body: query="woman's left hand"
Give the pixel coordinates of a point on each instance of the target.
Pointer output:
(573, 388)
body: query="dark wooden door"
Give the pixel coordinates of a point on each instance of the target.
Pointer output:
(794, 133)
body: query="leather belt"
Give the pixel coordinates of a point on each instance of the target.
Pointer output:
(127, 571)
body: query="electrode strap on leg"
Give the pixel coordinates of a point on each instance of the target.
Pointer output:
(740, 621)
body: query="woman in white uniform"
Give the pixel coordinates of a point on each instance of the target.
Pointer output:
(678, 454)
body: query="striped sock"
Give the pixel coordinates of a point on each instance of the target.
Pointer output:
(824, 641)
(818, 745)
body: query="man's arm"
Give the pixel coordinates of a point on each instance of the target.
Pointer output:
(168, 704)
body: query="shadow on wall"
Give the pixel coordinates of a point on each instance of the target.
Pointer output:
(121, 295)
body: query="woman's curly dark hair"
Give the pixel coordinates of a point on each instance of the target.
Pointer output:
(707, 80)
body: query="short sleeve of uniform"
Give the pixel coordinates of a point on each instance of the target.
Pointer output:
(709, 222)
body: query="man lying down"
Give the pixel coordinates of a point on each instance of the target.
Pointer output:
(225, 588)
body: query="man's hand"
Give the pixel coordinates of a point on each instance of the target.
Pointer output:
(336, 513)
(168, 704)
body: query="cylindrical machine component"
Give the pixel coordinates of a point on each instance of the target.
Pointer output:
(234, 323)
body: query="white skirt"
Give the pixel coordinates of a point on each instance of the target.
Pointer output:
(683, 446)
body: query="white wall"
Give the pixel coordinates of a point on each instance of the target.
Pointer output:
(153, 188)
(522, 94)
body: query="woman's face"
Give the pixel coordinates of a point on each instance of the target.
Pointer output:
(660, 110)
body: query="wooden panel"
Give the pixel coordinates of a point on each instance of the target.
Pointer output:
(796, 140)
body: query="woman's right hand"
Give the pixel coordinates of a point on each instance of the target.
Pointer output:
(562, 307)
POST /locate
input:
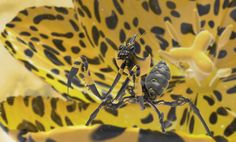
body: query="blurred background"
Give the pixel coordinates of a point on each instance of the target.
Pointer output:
(15, 79)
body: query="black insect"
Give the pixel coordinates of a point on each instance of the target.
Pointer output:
(148, 85)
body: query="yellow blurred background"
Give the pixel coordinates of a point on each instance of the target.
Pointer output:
(15, 79)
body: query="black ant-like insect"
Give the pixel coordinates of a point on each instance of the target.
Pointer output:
(148, 86)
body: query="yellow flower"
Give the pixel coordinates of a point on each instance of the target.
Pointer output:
(196, 38)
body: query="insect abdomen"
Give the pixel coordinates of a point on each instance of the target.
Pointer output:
(157, 80)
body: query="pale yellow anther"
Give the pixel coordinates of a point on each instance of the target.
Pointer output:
(225, 36)
(197, 22)
(194, 55)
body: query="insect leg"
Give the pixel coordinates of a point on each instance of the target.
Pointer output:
(160, 115)
(121, 70)
(82, 64)
(197, 112)
(105, 102)
(125, 84)
(181, 101)
(138, 88)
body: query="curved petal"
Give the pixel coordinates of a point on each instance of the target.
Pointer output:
(49, 50)
(40, 114)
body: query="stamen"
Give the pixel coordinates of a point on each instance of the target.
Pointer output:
(197, 22)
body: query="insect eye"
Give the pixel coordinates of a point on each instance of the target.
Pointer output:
(121, 47)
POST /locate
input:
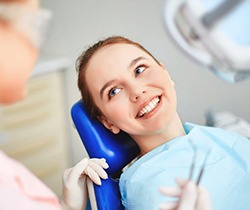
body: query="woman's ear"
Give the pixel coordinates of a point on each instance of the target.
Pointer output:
(110, 126)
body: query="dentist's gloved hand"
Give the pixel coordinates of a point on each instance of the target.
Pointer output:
(191, 197)
(75, 195)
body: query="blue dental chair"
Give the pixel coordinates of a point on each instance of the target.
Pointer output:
(118, 150)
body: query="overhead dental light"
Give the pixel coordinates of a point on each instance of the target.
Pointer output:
(213, 33)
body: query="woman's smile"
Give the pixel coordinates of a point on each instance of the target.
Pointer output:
(148, 107)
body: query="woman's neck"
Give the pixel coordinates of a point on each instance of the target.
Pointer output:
(171, 131)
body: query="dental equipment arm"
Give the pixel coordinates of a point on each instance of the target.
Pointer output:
(190, 197)
(75, 195)
(215, 34)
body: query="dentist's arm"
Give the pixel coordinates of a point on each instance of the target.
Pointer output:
(191, 197)
(75, 195)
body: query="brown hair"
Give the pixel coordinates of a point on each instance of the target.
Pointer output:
(82, 65)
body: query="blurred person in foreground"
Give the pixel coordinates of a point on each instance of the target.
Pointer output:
(22, 26)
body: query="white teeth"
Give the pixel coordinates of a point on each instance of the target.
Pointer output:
(151, 105)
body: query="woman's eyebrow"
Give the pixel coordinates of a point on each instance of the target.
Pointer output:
(135, 61)
(105, 86)
(131, 64)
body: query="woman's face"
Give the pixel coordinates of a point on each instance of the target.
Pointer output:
(133, 92)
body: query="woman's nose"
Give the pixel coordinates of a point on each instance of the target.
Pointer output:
(137, 94)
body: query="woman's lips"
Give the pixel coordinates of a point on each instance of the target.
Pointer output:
(149, 107)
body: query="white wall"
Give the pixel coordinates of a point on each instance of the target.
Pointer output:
(79, 23)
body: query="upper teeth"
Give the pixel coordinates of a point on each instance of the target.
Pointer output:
(151, 105)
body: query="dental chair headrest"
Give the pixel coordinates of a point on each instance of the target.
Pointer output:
(117, 149)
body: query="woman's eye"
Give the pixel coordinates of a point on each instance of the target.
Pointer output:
(139, 70)
(113, 92)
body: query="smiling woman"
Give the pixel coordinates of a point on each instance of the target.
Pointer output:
(134, 92)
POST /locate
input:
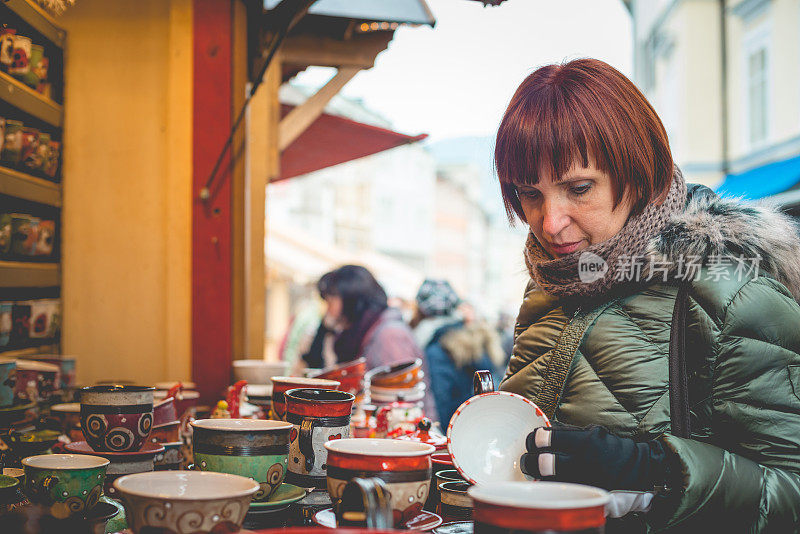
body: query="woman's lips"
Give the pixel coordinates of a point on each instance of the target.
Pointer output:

> _Task brief_
Once the pictures are removed, reproduce the remaining entries above exactly.

> _Solution for this task_
body: query="woman's left hand"
Give the pixel coordinates of a point on each instance of the target.
Pointer output:
(573, 388)
body: query="dark wooden door"
Give the pixel coordinates of a point on each instance of the target.
Pointer output:
(794, 133)
body: query="leather belt"
Give the pixel coordinates of a point on each instance of the target.
Pointer output:
(127, 571)
body: query="electrode strap on leg"
Give the pixel coordinates of a point on each instance of the target.
Pointer output:
(740, 621)
body: query="woman in white uniform"
Give the pixel coordinates of a point on each instance of the target.
Pointer output:
(678, 454)
body: query="striped sock"
Give the pixel coordinates of a point on each instance of the target.
Pointer output:
(824, 641)
(818, 745)
body: query="man's arm"
Give the pixel coordinates of a point on each instance of the target.
Pointer output:
(168, 704)
body: query="shadow on wall"
Give the pixel coordinates of a point on each instance of the target.
Pointer output:
(121, 295)
body: query="woman's curly dark hair"
Give the pixel coordinates of a point on each instance of the target.
Pointer output:
(707, 80)
body: query="short sleeve of uniform"
Give the pixel coordinates of a point on each instance of the target.
Pointer output:
(709, 222)
body: query="man lying down"
Give the pixel coordinates of a point on each instance of the target.
Pointer output:
(225, 588)
body: query="man's hand"
Give the pixel coordinates of a point on each instance of the target.
Pointer output:
(336, 513)
(168, 704)
body: query="cylindrical machine component"
Give the pixel coordinates of a point on each instance of the target.
Pointer output:
(234, 323)
body: query="white skirt"
Give the pixel coordinates of a point on each instance of the target.
Pointer output:
(683, 446)
body: query="white wall"
Give the pixel coordinates of a point on each instance of the target.
Pointer output:
(153, 188)
(522, 94)
body: query="woman's face"
Give the pixel coordinates of a point on each instance of the target.
Pointer output:
(660, 110)
body: query="wooden panel"
Give the pixel coordinates of a point on each instance of the target.
Pointer output:
(796, 140)
body: query="woman's right hand"
Give the pixel coordinates of a point on each instance of the target.
Pointer output:
(562, 307)
POST /locate
input:
body: query="blurred background"
Give the pixel coordinates of a point on each instance of the target.
Pointer output:
(15, 79)
body: query="black insect"
Give the pixel coordinates of a point on each instance of the target.
Pointer output:
(148, 85)
body: query="yellow blurred background"
Give the pixel coordinates of a point on each instance of the target.
Pointer output:
(15, 79)
body: query="black ant-like insect"
Give the pixel coordinates of a point on each instance of the target.
Pointer output:
(148, 86)
body: query="yellow flower"
Give the pixel coordinates of a point on each instance of the target.
Pointer output:
(196, 38)
body: query="insect abdomen"
Give the pixel coordinates of a point on each instance of the target.
Pointer output:
(157, 80)
body: query="pale yellow anther"
Give the pixel coordinates of a point on each instance of the target.
Pointer output:
(225, 36)
(197, 22)
(194, 55)
body: query="insect leg"
Give the pixel coordinates of a point on each instance of the target.
Pointer output:
(160, 115)
(121, 70)
(82, 64)
(197, 112)
(105, 102)
(125, 84)
(181, 101)
(138, 88)
body: query="curved petal"
Give the pixel coordinates of a point on each instance of the target.
Pointer output:
(49, 50)
(40, 114)
body: query="stamen"
Give the pixel coordinates of a point on each instance of the target.
Pointer output:
(197, 22)
body: query="insect eye"
Give the pixel coordinates of a point on each instance of the target.
Pointer output:
(121, 47)
POST /locate
input:
body: query="woman's ear"
Give the pixel coordinates of a point on each instance of the target.
Pointer output:
(110, 126)
body: query="dentist's gloved hand"
Give the pixel coordinates of a point on each instance of the target.
Pointer output:
(191, 197)
(75, 195)
body: query="blue dental chair"
Give the pixel coordinates of a point on each instance of the target.
Pointer output:
(118, 150)
body: query="overhead dental light"
Give the pixel coordinates of a point on each instance of the target.
Pointer output:
(213, 33)
body: query="woman's smile"
Give the pixel coordinates of a point on each instance of the target.
Pointer output:
(148, 107)
body: query="woman's neck"
Give the pixel coordinates of a point on each instance of the target.
Pointer output:
(171, 131)
body: query="dental equipment arm"
Give the pixel coordinates of a point on each instance of the target.
Pointer output:
(190, 197)
(75, 195)
(215, 34)
body: query="dentist's arm"
Give the pixel coordinates of a point on each instance of the target.
Pointer output:
(191, 197)
(75, 195)
body: query="brown hair"
Give the pixel coordinates of a point on each instance of the target.
Pointer output:
(82, 65)
body: query="blurred person in foreground"
Give the pixel coordinates of a point on each instance of the target.
Pointer output:
(22, 26)
body: query="white teeth"
Give the pixel coordinates of a point on each instance of the target.
Pointer output:
(151, 105)
body: query="woman's eyebrow"
Give the pixel coordinates of a point on each instance of the target.
Pointer output:
(135, 61)
(105, 86)
(131, 64)
body: query="woman's face"
Give the pixel coordinates of a point on each instance of the target.
Pointer output:
(133, 92)
body: query="woman's nose"
Give the pixel coordinates of a point on each instance of the target.
Pointer output:
(137, 94)
body: query="woman's lips"
Give the pixel coordinates of a point on each instance of the target.
Pointer output:
(149, 107)
body: query="white wall"
Give the pixel coordinates of a point on each instance of the target.
Pointer output:
(79, 23)
body: query="upper teeth"
Give the pixel coordinates of a point on each instance of the target.
Pointer output:
(151, 105)
body: query="dental chair headrest"
Give the pixel coordinates of a point on each instance of the target.
Pointer output:
(117, 149)
body: query="woman's eye"
Give the pixel coordinates of a point on each instance of the target.
Pointer output:
(139, 70)
(113, 92)
body: query="smiling woman"
Give the pixel coordinates of a point on each instance of the target.
Pointer output:
(134, 92)
POST /locate
input:
body: query="woman's lips"
Give the pixel coordinates of a point on each instance of the target.
Pointer output:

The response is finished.